Figure 1. (A, B) full body scans with fluorine 18 [¹⁸F]- labeled fibroblast activation protein inhibitor (FAPI) PET/CT and [¹⁸F]-labeled fluorodeoxyglucose (FDG); (C–H) the old calcified focus and scar tissue of the right lung in CT and FDG PET/CT scans, which were considered as TB; (I–K) the metastatic lymph nodes fused with the primary tumor; (L, M) the right hilar lymph node was considered an inflammatory lymph node; (D, G, M) no avid uptake was observed in Al [¹⁸F]-NOTA-FAPI-04 PET/CT scans.

3 Discussion

3.1 FAPI PET/CT has significant advantages over [¹⁸F]-FDG PET/CT in the diagnosis and accurate staging of lung cancer

The advent of positron emission tomography/computed tomography (PET/CT) has revolutionized the diagnosis and staging of lung cancer (21). [¹⁸F]-FDG and [¹⁸F]-FAPI are widely regarded as prominent raidotracers, of which [¹⁸F]-FDG has showed great advantages in the staging of lung cancer (22, 23). However, emerging evidence suggests that FAPI PET/CT outperforms in the detection and precise staging of lung cancer (24–26).

Wang and Tang et al. reported that [⁶⁸Ga]-FAPI PET/CT is superior to [¹⁸F]-FDG PET/CT in advanced lung cancer staging, especially in the detection of suspected metastases to brain, lymph nodes (LNs), bone and pleural (9). By targeting FAP, it reduces false positives caused by inflammation and infection and can effectively detect tumors with low metabolic activity (20). Additionally, FAPI has lower uptake in normal tissue (27) and provides excellent imaging contrast, improving the accuracy in identifying small lesions and lymph node metastases in lung cancer.

However, the sensitivity of FDG is finite for some histological types, such as adenocarcinoma in situ and several neuroendocrine tumors. [¹⁸F]-FDG PET/CT is highly sensitive to tumors with high metabolic activity, and it has been deemed to be an effective method for the detection, identification and staging of lung carcinoma (28). However, its specificity has been rigorously challenged for the high uptake of [¹⁸F]-FDG in both inflammatory and malignant tissues, resulting in false positive diagnoses (29).

Fibroblast activation protein (FAP), a serine protease expressed on cell surface, is highly upregulated in over 90% of epithelial carcinomas (30). FAPI-04, a small molecular inhibitor targeting FAP, has been widely used in PET imaging. Most FAPI-based tracers have been labeled with ⁶⁸Ga, applied in both benign and malignant imaging studies (31). However, owing to its short half-life (T1/2 = 68 min) and short storage time, ⁶⁸Ga is unfit for remote transportation. In comparison, ¹⁸F (T1/2 = 109 min) is an ideal radionuclide for PET imaging with a high positron yield of 97%, a low mean positron range of 0.5 mm, and no simultaneous γ ray emission (32). However, reports of Al¹⁸F-labeled FAPI-04 are limited currently. McBride et al. reported an aluminum-fluoride (Al¹⁸F) chelation strategy in which fluorine is firmly bound to Al³⁺, forming Al¹⁸F, which is then complexed with NOTA (1,4,7-triazacyclononane-N,N’,N’’-triacetic acid). The complex is subsequently conjugated to the biomolecule of interest (33). The increased prevalence of accelerators in China and the high utilization rate of fluorine standards support the broader adoption of these tracers.
____
WHAT THE TASK REQUIRES »
Please carry on the discussion of FAPI and FDG PET/CT in lung cancer, starting after its last sentence.

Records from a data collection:
____
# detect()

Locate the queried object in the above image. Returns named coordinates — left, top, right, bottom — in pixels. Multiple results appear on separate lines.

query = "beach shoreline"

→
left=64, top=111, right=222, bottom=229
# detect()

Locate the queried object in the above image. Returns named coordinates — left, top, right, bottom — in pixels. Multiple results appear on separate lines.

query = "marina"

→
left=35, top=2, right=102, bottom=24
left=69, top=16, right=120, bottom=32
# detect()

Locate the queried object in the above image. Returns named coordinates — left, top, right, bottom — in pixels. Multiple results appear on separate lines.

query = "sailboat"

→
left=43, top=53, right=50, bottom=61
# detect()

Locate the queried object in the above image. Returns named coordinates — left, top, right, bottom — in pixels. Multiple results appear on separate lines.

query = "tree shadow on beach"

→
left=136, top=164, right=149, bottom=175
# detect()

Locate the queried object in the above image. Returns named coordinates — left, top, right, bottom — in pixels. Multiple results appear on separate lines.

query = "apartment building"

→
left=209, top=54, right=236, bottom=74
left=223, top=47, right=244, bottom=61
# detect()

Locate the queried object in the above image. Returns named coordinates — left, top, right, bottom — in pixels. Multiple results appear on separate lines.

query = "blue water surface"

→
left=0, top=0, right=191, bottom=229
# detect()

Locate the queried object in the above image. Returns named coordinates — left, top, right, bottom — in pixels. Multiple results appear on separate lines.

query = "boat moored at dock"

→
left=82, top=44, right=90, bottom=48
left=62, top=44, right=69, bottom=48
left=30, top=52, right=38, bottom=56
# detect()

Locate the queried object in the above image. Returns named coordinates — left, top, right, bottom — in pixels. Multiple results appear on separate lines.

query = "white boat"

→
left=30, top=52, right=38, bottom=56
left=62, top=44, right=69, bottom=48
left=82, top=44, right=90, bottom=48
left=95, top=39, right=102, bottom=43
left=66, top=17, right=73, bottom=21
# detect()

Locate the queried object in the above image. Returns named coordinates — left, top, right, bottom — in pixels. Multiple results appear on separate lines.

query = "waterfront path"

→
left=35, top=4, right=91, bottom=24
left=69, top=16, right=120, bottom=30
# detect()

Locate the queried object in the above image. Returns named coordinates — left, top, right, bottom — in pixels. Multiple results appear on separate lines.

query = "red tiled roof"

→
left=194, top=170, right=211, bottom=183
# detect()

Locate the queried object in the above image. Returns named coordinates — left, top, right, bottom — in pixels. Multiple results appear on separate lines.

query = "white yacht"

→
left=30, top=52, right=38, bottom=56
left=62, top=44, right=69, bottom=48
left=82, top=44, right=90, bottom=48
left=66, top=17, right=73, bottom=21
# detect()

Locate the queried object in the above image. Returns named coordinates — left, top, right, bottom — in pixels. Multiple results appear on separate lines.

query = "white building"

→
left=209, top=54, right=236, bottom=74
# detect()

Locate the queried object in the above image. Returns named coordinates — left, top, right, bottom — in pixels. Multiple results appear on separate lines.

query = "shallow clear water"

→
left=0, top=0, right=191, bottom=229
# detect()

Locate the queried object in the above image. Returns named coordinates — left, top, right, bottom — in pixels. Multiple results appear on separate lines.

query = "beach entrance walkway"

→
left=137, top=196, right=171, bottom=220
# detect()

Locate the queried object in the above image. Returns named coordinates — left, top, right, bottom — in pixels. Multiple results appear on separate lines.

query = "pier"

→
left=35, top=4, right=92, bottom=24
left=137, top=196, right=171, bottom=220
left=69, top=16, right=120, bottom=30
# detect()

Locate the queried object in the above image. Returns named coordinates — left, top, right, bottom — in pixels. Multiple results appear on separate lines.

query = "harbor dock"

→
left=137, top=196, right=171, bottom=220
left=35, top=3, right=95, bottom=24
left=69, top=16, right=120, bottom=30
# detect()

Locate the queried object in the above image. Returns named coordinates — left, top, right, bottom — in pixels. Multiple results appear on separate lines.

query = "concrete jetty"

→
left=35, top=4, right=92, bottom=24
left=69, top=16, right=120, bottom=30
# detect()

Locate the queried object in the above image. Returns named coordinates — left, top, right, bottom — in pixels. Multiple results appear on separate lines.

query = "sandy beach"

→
____
RESULT OF THIS EXERCISE »
Studies have reported the results of [¹⁸F]-FAPI PET imaging in a small cohort of patients with lung cancer (34) and breast cancer (35). Wei et al. verified the value of Al[¹⁸F]-NOTA-FAPI-04 PET/CT for the accurate staging and diagnosis in lung cancer, and they mentioned metastatic LNs with a diameter of 1cm or less are more likely to be omitted than those with a larger diameter, which is even more serious in [¹⁸F]-FDG PET/CT (10). One reason of false negative results in PET identification of mediastinal lymph node metastases is the poor resolution in identifying microscopic lymph node metastases, a condition referred to as minimal N2 disease due to its relatively favorable prognosis (36). Another reason is that FDG uptake in metastatic lymph nodes cannot be differentiated from uptake in primary tumors or adjacent positive lymph nodes, mainly due to the limited spatial resolution of [¹⁸F]-FDG PET (37).

In this case report, Al[¹⁸F]-NOTA-FAPI-04 PET/CT showed greater specificity in distinguishing lung cancer from pulmonary tuberculosis lesions and may diagnose inflammatory lymph nodes more specifically than [¹⁸F]-FDG. The results of this case further support this perspective and underscore the need for incorporating Al[¹⁸F]-NOTA-FAPI-04 PET/CT into clinical practice. This imaging modality shows promise in distinguishing tuberculosis from malignant tumors.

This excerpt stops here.